* [PASSAGE FOR REVIEW]:
########################################

The story between both men (again, happened during different times) is a long one...and I don't know if I can tell it without a drink..or maybe not say anything at all and just figure it out as I go.
different <anon>
This is why I stopped speaking with you. Not because I "wanted to make you choose" me over your friends. Because you've already made up your mind about me, and nothing I can say short of "You're right about everything and I renounce my evil ways" will make you stop repeating this story.
original anon
Now you want to speak to me? Of all places here.
You don't know know what's in my head anymore, or what I've been feeling.
The "story" I'm telling here, didn't mention good or evil, nothing. Just two people who were friends, and a choice was made and now we're not friends.
no subject
I already told you, repeatedly, that it wasn't about me or your friends. And I'm not going to entertain this conversation anymore, because it's clear enough that nothing I say has sunk in, or will sink in.
Perhaps if you learned to listen, you wouldn't find yourself with such troubles.
no subject
And I've told you that I was sorry for what happened. That I didn't know and how I feel about you. I apologized and I have kept my distance, or tried to.
Again, it's on me. Not on you, or that we both had had a hand in this. We gave each other the power to hurt one another, and you damn well know I never wanted to hurt you.
no subject
[ He still hasn't forgotten her assumption, when they argued here, that he could either join the Resistance or be a villain or a coward. As to the last part: ]
WELL YOU HAVE A FUNNY WAY OF SHOWING IT!!!!
[ KYLO. CHILL.
...
As if his identity wasn't painfully obvious as it is, now it's EXTRA OBVIOUS with that capslock of rage. ]
no subject
[...This isn't getting them anywhere, and it's bound to be obvious who they are in all this.]
The notes you gave me when I sick, I still have them. I could've burned them, but I haven't. I wanted to keep something of you that made me happy!
I've left you alone as you wanted!
What more do you want of me?
1/2
Brimming with acknowledgement, I see.
[ Like, that's his gripe here. That's why he chose to speak up at all. He wants her to stop telling a version of events to others that they already had it out over before, not retread the same argument. ]
2/2
Of course, since he's Kylo Ren, he has an immediate impulse to ruin it. To tell her that she should burn the damn things, and with it, her vision of a Ben Solo who no longer exists.

########################################

* [TO DO]:
(a) In the Kylo Ren thread, what does the poster say they kept instead of burning?
(b) Write out the Kylo Ren thread between "As if his identity" and "no longer exists.", inclusive.
(c) Resume the Kylo Ren thread after its last sentence.

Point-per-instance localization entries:
########################################

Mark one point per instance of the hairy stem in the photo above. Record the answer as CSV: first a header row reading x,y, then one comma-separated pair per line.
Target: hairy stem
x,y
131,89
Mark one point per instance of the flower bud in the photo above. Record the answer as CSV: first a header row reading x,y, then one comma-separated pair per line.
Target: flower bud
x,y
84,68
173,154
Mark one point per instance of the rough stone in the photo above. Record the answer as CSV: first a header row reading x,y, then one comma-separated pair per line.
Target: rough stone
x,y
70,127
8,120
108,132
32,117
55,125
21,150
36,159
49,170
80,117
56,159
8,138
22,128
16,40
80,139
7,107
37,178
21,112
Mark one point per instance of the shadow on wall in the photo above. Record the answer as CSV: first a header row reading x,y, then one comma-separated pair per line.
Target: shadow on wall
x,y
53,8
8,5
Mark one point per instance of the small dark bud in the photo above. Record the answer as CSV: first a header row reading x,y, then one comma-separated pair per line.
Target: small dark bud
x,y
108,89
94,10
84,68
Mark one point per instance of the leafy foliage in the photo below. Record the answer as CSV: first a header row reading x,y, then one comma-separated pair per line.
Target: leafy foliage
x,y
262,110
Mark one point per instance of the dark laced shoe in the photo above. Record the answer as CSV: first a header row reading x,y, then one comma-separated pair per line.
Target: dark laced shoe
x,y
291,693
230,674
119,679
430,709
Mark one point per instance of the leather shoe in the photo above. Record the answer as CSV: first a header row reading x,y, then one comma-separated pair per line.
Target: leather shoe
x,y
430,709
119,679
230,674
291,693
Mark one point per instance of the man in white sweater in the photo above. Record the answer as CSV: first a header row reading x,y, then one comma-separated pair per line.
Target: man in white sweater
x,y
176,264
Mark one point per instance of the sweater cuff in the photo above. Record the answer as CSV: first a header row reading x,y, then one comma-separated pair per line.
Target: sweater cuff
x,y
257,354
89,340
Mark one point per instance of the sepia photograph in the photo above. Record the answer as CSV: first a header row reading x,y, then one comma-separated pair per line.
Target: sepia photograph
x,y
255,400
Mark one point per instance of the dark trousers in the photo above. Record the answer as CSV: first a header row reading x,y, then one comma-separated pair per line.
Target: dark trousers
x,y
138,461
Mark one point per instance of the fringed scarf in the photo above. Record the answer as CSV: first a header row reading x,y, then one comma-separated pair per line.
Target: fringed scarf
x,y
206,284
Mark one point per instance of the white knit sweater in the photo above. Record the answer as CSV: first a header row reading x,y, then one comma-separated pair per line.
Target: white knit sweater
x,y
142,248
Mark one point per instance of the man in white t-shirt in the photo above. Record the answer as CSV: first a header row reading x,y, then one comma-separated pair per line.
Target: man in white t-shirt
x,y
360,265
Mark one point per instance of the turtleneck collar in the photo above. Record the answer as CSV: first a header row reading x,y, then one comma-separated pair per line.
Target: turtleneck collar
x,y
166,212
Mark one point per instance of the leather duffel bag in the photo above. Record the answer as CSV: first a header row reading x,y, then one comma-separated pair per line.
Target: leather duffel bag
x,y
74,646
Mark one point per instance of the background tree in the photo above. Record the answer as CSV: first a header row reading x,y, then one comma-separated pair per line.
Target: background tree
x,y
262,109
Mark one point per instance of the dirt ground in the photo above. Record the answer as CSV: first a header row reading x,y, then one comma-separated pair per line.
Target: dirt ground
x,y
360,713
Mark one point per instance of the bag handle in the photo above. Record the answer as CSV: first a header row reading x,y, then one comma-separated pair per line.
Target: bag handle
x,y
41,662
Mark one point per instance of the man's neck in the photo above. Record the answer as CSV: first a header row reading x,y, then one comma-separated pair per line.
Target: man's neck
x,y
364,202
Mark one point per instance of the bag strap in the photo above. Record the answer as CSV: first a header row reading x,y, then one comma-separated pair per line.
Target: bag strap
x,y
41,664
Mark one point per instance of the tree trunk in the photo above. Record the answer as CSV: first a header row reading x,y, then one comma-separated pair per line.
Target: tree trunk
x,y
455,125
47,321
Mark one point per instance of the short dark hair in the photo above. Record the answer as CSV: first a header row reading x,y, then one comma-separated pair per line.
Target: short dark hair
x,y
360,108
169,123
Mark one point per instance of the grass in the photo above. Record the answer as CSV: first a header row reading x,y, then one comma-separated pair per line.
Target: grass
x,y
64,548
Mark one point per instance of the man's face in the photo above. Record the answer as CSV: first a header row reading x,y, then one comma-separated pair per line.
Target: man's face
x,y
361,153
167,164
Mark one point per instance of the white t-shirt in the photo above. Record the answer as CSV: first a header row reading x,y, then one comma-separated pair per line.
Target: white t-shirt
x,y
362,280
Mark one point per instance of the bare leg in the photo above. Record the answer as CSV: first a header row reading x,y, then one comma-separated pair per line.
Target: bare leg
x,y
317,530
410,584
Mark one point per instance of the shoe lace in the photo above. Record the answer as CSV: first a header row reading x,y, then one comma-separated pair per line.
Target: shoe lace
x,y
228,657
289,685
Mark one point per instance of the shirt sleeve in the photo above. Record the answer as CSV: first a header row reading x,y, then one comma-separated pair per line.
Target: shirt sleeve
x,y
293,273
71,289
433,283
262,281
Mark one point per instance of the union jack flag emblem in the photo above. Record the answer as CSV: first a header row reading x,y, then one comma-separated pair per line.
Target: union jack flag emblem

########################################

* [RESULTS OF THE TASKS]:
(a) The notes they were given when they were sick.

(b)
As if his identity wasn't painfully obvious as it is, now it's EXTRA OBVIOUS with that capslock of rage. ]
no subject
[...This isn't getting them anywhere, and it's bound to be obvious who they are in all this.]
The notes you gave me when I sick, I still have them. I could've burned them, but I haven't. I wanted to keep something of you that made me happy!
I've left you alone as you wanted!
What more do you want of me?
1/2
Brimming with acknowledgement, I see.
[ Like, that's his gripe here. That's why he chose to speak up at all. He wants her to stop telling a version of events to others that they already had it out over before, not retread the same argument. ]
2/2
Of course, since he's Kylo Ren, he has an immediate impulse to ruin it. To tell her that she should burn the damn things, and with it, her vision of a Ben Solo who no longer exists.

(c)
But he can't bring himself to send that message. ]
Nothing.
I hope my notes are of some practical use to you.
no subject
[When choices were made--when lives had to be saved. Is she going to apologize for it? No, because she did the right thing. She couldn't let Poe and Finn die on Crait.]
I don't read the notes for practicality. I look over them and think about when you visited me in the hospital, and how I thought were friends.
Go back to ignoring me. The door's locked now.
no subject
It's becoming easier and easier to harden his heart to her these days. ]
To you, I'll always be a monster, or a broken boy to fix.
I refuse to be either of those things for you. Goodbye.
[not here]
[not here]
[not here]
no subject
Sometimes you're just not meant to stay with some people. Cross paths, sure, but if staying together can be harmful for you both, then distance might be for the best.
How long has it been since you and your other friend parted ways? Maybe it's been long enough. Maybe he's ready to move on and try to go back to being friends. There's no harm in asking him, at least.
no subject
...A few weeks, I don't know if he's ready to talk. I don't want to reach out and have him not say anything in return. I should wait for him to approach me....right?
no subject
But you should do what you think is right in your situation. Don't just take my advice blindly. You're the one who knows what happened between you two, so you should know best what to do.